*PAGE*.
# built-in microwave replacement



## tstex (Nov 14, 2014)

Hello to all,


Have a built in blk GE model # JE1860BH 03 microwave and it seems to do a great job at heating up the plates, bowls, [all ceramic] and only warms the food. The plate after 1 min to 1 min & 30 secs gets hot but the food barely warm. Have an old beat-up stand alone at a cabin that is prob 10 yrs older and it rocks..heats the food, not solely the plates and does it in a much shorter time.
Based on the enclosed pic's, any specifics other than making sure the dimensions are all correct? I've learned that all units plug in via outlet in the back - this one is completely trimmed-out.
I need a blk unit w same dimensions, so any brands or models that are made today that work? The unit in question was made in April 2005.
Thanks and pls let me know if you have any questions - tstex


----------



## BayouRunner (Feb 5, 2016)

You have to purchase a trim kit with your microwave. That’s just a basic on the counter microwave with a trim kit. Pay attention to the wattage of the microwave your purchasing. That will make all the difference in how fast your food cooks. Higher wattage, faster cooking


Sent from my iPhone using Tapatalk


----------



## tstex (Nov 14, 2014)

[Object point labels]
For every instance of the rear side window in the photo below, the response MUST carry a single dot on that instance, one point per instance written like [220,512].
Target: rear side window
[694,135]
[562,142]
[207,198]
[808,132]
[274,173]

--

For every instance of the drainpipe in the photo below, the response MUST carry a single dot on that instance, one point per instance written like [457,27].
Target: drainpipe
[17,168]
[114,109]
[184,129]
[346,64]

...

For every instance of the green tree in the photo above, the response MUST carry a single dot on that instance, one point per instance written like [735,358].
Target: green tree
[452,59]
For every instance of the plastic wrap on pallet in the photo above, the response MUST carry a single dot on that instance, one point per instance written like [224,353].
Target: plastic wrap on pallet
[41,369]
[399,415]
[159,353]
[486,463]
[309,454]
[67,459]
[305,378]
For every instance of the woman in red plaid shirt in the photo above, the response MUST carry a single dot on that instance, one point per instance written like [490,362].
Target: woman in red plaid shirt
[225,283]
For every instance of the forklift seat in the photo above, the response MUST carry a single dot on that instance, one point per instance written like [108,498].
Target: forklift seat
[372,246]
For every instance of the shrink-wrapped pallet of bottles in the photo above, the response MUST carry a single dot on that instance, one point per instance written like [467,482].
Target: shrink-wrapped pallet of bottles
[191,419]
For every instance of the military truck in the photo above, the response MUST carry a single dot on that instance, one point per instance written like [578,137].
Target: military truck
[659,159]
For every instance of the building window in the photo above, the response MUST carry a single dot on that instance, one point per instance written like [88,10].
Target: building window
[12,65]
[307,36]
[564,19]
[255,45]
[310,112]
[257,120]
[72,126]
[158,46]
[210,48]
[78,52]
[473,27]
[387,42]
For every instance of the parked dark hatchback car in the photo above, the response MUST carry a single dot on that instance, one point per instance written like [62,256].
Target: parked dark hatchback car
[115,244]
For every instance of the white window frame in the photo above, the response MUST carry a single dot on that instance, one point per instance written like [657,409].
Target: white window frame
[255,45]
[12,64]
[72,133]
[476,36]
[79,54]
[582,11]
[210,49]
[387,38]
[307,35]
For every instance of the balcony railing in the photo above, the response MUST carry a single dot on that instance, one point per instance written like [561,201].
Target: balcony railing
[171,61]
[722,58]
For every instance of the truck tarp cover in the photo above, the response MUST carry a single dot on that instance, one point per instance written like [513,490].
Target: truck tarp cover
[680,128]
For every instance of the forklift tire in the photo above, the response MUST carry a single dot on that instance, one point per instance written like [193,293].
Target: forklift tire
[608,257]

*SET PROBLEM 1*. Reproduce the microwave thread between "Have a built" and "much shorter time.", inclusive, changing "plates" to "dishes".
*SET PROBLEM 2*. Summarize the microwave thread in two sentences.
Rely only on the microwave thread for what comes next.

*COMPLETE RESPONSE 1*.
Have a built in blk GE model # JE1860BH 03 microwave and it seems to do a great job at heating up the dishes, bowls, [all ceramic] and only warms the food. The plate after 1 min to 1 min & 30 secs gets hot but the food barely warm. Have an old beat-up stand alone at a cabin that is prob 10 yrs older and it rocks..heats the food, not solely the dishes and does it in a much shorter time.

*COMPLETE RESPONSE 2*. A poster with a built-in black GE JE1860BH microwave made in April 2005 reports that it heats ceramic plates and bowls while leaving the food barely warm, and asks which black models made today with the same dimensions would work as a replacement. A reply says the unit is a basic countertop microwave with a trim kit, that a trim kit must be purchased with the new microwave, and that higher wattage means faster cooking.